SOURCE MATERIAL:
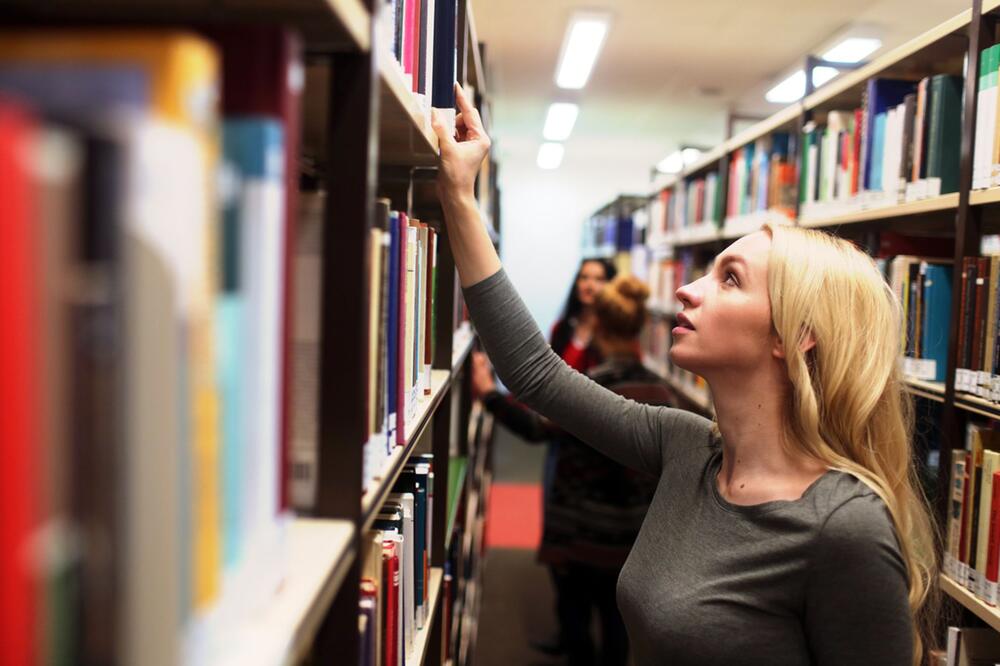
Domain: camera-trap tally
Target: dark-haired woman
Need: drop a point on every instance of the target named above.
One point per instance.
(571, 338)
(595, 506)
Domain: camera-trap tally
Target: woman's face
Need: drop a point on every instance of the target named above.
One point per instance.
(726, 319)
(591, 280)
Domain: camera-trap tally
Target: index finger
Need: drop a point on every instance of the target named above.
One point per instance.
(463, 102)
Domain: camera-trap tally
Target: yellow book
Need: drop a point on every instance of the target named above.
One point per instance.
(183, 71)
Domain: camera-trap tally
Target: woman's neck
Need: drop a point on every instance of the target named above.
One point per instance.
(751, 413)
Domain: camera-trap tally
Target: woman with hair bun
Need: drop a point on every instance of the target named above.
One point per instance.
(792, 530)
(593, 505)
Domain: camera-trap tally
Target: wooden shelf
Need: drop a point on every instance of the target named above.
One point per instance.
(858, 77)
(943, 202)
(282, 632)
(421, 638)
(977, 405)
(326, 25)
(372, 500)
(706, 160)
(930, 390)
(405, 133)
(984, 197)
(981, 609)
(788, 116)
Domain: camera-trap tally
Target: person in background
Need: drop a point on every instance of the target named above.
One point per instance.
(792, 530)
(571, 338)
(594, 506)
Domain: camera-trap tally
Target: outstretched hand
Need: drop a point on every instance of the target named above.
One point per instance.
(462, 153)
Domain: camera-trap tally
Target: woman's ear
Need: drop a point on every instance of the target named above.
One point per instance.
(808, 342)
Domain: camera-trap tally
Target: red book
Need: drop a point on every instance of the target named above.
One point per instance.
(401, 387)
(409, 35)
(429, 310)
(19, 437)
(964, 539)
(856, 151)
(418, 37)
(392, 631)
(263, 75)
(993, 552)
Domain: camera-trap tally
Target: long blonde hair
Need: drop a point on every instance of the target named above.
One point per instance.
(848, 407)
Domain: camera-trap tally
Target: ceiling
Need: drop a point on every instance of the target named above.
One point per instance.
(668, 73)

* * *

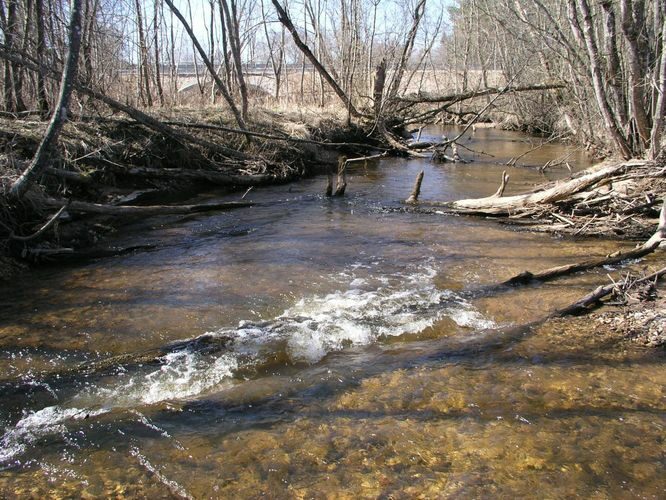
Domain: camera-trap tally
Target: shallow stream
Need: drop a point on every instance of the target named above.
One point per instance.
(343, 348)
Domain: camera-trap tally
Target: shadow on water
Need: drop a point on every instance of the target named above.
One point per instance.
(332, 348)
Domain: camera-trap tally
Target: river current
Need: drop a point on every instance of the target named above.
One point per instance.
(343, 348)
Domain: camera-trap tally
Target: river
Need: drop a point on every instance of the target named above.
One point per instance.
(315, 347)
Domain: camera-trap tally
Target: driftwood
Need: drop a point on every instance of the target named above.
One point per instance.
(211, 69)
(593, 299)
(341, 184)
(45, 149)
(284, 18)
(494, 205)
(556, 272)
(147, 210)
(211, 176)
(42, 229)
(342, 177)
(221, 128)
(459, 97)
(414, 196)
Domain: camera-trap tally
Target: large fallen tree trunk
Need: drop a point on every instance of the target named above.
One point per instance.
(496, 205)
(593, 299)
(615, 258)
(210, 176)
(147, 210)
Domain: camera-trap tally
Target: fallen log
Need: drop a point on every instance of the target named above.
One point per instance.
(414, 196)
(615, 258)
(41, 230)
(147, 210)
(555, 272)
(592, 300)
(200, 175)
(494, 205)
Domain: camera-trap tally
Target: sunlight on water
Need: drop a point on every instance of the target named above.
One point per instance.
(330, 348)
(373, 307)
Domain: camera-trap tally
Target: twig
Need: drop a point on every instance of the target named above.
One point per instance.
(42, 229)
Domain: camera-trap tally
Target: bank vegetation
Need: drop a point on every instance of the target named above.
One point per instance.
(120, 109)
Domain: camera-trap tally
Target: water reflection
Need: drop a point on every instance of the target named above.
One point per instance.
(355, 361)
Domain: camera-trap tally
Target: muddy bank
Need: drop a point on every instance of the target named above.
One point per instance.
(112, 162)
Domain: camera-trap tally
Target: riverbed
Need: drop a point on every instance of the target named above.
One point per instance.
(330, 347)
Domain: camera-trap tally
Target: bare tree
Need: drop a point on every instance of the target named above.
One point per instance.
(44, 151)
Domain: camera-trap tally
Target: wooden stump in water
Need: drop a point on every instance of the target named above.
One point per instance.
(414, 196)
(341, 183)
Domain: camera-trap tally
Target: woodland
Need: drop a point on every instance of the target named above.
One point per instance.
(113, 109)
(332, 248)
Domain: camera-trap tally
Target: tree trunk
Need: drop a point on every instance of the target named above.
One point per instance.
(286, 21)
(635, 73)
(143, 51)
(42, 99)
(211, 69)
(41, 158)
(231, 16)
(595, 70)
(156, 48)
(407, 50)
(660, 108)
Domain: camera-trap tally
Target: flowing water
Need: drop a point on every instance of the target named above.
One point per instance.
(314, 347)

EXERCISE BRIEF: Please report every line in the entries above that holds the string "bank".

RESPONSE AREA:
Target: bank vegetation
Target: muddy bank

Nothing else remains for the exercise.